## begin Listed entries
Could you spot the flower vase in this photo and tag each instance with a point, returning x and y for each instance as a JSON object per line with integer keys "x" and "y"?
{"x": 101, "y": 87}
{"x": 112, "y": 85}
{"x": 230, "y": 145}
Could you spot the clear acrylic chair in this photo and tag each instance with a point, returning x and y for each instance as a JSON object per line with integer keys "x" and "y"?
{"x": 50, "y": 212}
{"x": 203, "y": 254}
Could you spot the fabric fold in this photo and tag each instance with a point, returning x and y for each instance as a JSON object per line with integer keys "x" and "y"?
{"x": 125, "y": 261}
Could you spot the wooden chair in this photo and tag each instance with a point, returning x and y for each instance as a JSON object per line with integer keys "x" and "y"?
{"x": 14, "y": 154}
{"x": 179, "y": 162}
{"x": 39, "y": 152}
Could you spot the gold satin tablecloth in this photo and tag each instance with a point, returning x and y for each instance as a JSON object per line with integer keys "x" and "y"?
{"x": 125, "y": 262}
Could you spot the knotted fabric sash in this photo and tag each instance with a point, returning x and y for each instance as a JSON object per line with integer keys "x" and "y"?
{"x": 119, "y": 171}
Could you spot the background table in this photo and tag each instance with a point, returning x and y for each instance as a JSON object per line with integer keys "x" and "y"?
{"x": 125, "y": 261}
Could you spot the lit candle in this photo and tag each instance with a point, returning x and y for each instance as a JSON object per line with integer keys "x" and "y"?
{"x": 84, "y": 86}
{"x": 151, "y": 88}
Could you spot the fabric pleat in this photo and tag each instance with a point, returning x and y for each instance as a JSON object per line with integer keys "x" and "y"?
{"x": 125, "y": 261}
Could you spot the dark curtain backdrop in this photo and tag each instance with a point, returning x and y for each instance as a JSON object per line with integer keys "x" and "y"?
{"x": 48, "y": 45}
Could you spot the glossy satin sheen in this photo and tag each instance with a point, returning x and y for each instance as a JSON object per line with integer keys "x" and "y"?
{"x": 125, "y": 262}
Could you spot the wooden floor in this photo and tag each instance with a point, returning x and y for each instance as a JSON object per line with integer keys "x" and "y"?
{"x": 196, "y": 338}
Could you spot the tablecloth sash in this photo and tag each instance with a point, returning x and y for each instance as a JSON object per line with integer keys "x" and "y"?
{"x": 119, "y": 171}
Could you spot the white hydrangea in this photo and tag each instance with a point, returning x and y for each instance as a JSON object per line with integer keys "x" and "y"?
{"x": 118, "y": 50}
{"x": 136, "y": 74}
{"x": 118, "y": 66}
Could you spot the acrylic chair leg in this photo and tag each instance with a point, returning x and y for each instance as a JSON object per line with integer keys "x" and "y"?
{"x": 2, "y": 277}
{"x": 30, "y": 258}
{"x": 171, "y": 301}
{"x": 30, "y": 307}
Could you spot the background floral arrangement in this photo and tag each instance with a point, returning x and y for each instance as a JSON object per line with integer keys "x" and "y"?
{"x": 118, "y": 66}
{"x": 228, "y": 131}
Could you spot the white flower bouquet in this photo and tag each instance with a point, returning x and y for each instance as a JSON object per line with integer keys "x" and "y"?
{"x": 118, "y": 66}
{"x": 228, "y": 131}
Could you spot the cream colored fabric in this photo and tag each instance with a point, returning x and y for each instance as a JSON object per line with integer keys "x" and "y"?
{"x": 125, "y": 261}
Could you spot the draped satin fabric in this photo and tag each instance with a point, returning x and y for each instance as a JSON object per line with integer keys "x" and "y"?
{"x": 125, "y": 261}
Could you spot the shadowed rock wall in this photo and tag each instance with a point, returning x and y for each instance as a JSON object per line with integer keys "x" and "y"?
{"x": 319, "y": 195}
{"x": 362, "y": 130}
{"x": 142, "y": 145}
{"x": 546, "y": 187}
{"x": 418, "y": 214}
## end Listed entries
What is needed —
Take the entries above and copy them out exactly.

Exercise response —
Could you spot the flower vase in this photo and tag each instance with a point, returning x and y for each instance as a JSON object per line with integer keys "x" and "y"?
{"x": 101, "y": 87}
{"x": 112, "y": 85}
{"x": 230, "y": 145}
Could you spot the clear acrylic chair in this photo and tag each instance with a point, returning x and y for each instance as a JSON object per line with integer keys "x" and "y"?
{"x": 50, "y": 212}
{"x": 203, "y": 254}
Could you spot the fabric fold in this photo and tag each instance with a point, returning x and y for each instance as a JSON object per line with integer keys "x" and "y"?
{"x": 125, "y": 261}
Could you spot the wooden chair in this photo and tag each instance with a point, returning x and y for each instance as a JSON object per line with integer keys "x" and "y"?
{"x": 14, "y": 154}
{"x": 179, "y": 162}
{"x": 39, "y": 152}
Could you spot the gold satin tablecloth in this photo and tag each instance with a point, returning x and y for each instance as a JSON object per line with integer keys "x" and "y"?
{"x": 125, "y": 262}
Could you spot the knotted fabric sash in this photo and tag each instance with a point, returning x and y for each instance as a JSON object per line with integer keys "x" and "y"?
{"x": 119, "y": 171}
Could you spot the background table in this photo and tag each instance with a point, returning x and y for each instance as a JSON object per line with integer keys "x" and "y"?
{"x": 125, "y": 261}
Could you spot the lit candle in this photo and tag each instance with a point, returning x and y for each instance as a JSON object per line with integer keys "x" and "y"?
{"x": 84, "y": 86}
{"x": 151, "y": 88}
Could you spot the fabric pleat in this photo and tag each instance with a point, returning x and y for each instance as a JSON object per line with integer keys "x" and "y"?
{"x": 125, "y": 261}
Could you spot the dark curtain backdrop in this photo and tag each instance with a point, returning x and y for each instance as a JSON object per line with integer keys "x" and "y"?
{"x": 48, "y": 45}
Could you spot the glossy satin sheen in this photo and tag each instance with a point, returning x and y for each instance as a JSON object per line with integer keys "x" and "y"?
{"x": 125, "y": 262}
Could you spot the wooden floor in this photo and tag each instance with a point, returning x and y for each instance as a JSON object per line with integer keys "x" and "y"?
{"x": 196, "y": 338}
Could you spot the tablecloth sash in this photo and tag each instance with a point, returning x and y for each instance as a JSON object per line with integer keys "x" and "y"?
{"x": 119, "y": 171}
Could you spot the white hydrangea in this photo and tag each instance with a point, returning x and y for each instance as a JSON object per line with integer keys "x" and "y"?
{"x": 118, "y": 50}
{"x": 136, "y": 74}
{"x": 118, "y": 66}
Could you spot the acrylic chair leg in this photo and tag each instance with a point, returning x and y for each instance as a JSON object per line with integer keys "x" and "y"?
{"x": 2, "y": 277}
{"x": 30, "y": 258}
{"x": 171, "y": 301}
{"x": 30, "y": 307}
Could you spot the background floral arrangement in this photo and tag each instance with a point, returning x and y for each instance as a JSON object per line with integer keys "x" and "y"?
{"x": 118, "y": 66}
{"x": 228, "y": 131}
Could you spot the white flower bouquet in this photo and tag each instance with a point, returning x and y for each instance as a JSON object per line with integer keys "x" and "y"?
{"x": 118, "y": 66}
{"x": 228, "y": 131}
Could you spot the cream colored fabric in this photo and tag each instance with a point, returning x and y for each instance as a JSON object per line with integer keys "x" and "y"?
{"x": 125, "y": 261}
Could you spot the draped satin fabric in this photo and tag each instance with a point, returning x and y for each instance as a JSON object per line with integer keys "x" and "y"?
{"x": 125, "y": 261}
Could you spot the shadowed rock wall in this photo and tag each instance with a point, returning x and y for each instance as a JSON object per line with integer keys "x" and "y"?
{"x": 319, "y": 195}
{"x": 362, "y": 130}
{"x": 142, "y": 145}
{"x": 546, "y": 187}
{"x": 418, "y": 214}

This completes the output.